## begin

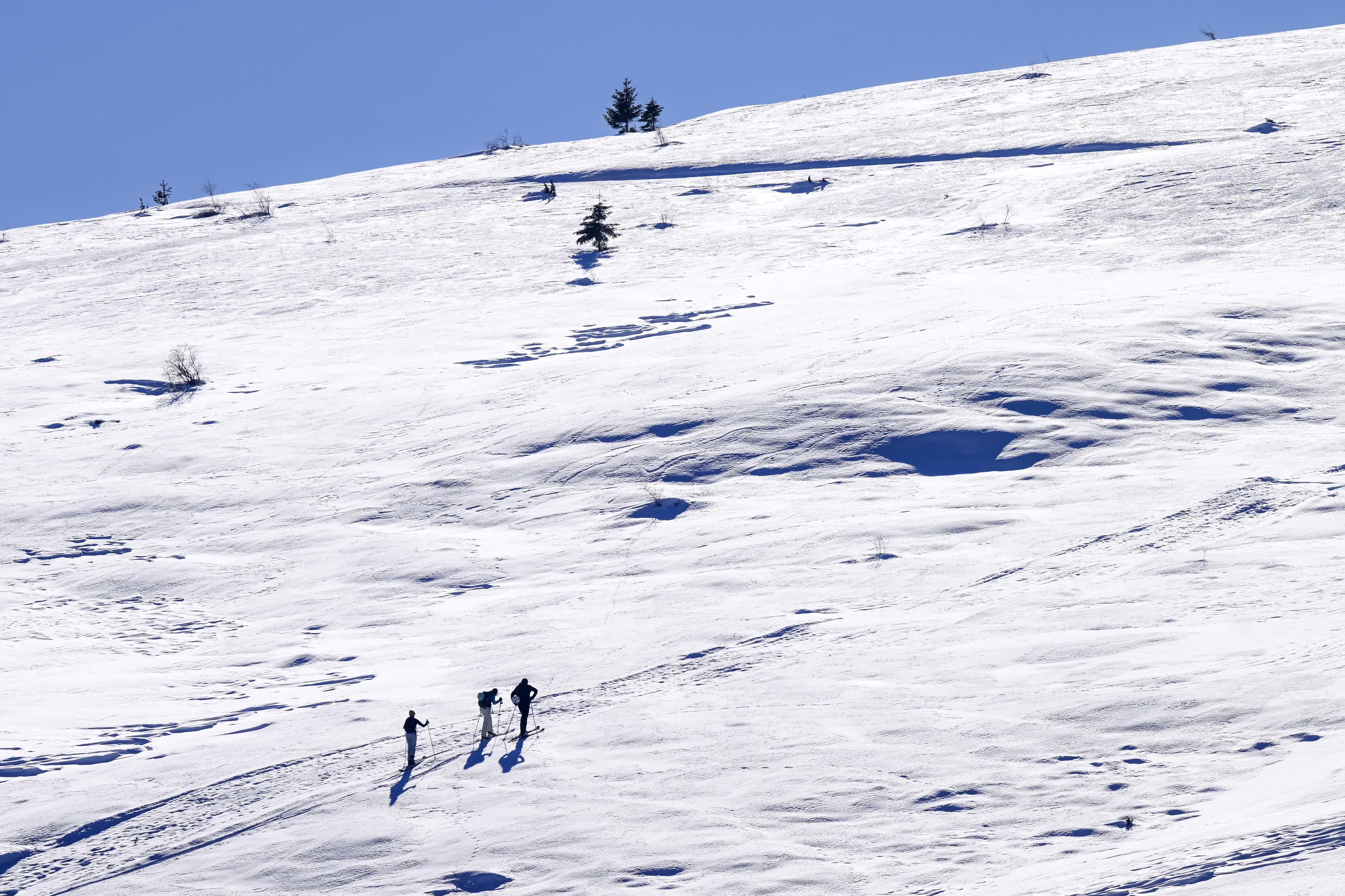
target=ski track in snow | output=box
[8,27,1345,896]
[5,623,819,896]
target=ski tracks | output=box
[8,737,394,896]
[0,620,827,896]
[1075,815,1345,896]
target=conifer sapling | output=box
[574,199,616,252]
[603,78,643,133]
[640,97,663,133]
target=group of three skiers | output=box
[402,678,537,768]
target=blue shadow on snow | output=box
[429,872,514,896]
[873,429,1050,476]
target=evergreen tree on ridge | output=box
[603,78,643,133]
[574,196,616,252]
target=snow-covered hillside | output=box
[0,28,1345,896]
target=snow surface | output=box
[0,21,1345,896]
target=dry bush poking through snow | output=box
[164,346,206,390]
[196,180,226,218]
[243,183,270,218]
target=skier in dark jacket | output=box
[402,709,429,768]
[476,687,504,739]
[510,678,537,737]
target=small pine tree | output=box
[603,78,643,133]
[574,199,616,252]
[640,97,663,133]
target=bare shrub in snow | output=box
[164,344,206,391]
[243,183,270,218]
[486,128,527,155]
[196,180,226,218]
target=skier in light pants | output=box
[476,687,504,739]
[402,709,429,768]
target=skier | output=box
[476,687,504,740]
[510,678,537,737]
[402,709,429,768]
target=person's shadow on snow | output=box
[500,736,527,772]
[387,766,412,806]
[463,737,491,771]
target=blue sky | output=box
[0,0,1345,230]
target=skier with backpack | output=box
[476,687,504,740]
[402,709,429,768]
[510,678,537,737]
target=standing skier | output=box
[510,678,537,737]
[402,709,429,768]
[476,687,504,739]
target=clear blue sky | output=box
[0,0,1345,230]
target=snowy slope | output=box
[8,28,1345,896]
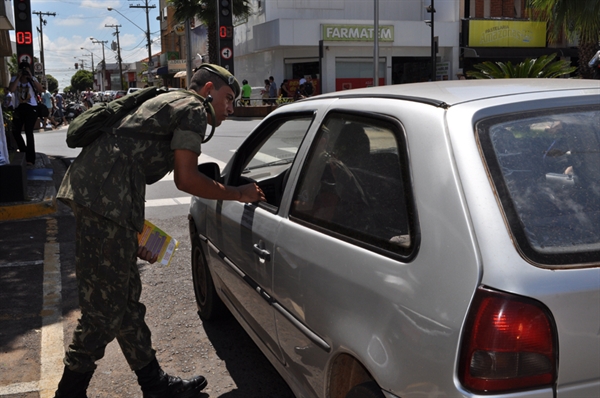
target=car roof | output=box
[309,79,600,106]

## end

_REQUIRED TASK_
Format the stretch of the listing from the line containing "target=skier | output=box" through the end of the listing as a JSON list of strings, with one string per line, no blank lines, and the pictures left out.

_EXERCISE SOLUTION_
[
  "target=skier | output=box",
  "[476,687,504,740]",
  "[510,678,537,737]",
  "[402,709,429,768]",
  "target=person's shadow on snow | output=box",
  "[500,736,527,772]",
  "[387,766,412,806]",
  "[463,737,491,771]",
  "target=blue sky | output=box",
  "[0,0,1345,230]",
  "target=skier with backpack | output=box",
  "[476,687,504,740]",
  "[402,709,429,768]",
  "[510,678,537,737]",
  "target=standing skier | output=box",
  "[510,678,537,737]",
  "[402,709,429,768]",
  "[476,687,504,739]",
  "target=clear blue sky | output=box",
  "[0,0,1345,230]",
  "target=snowy slope | output=box",
  "[8,28,1345,896]",
  "target=car roof | output=box",
  "[309,79,600,106]"
]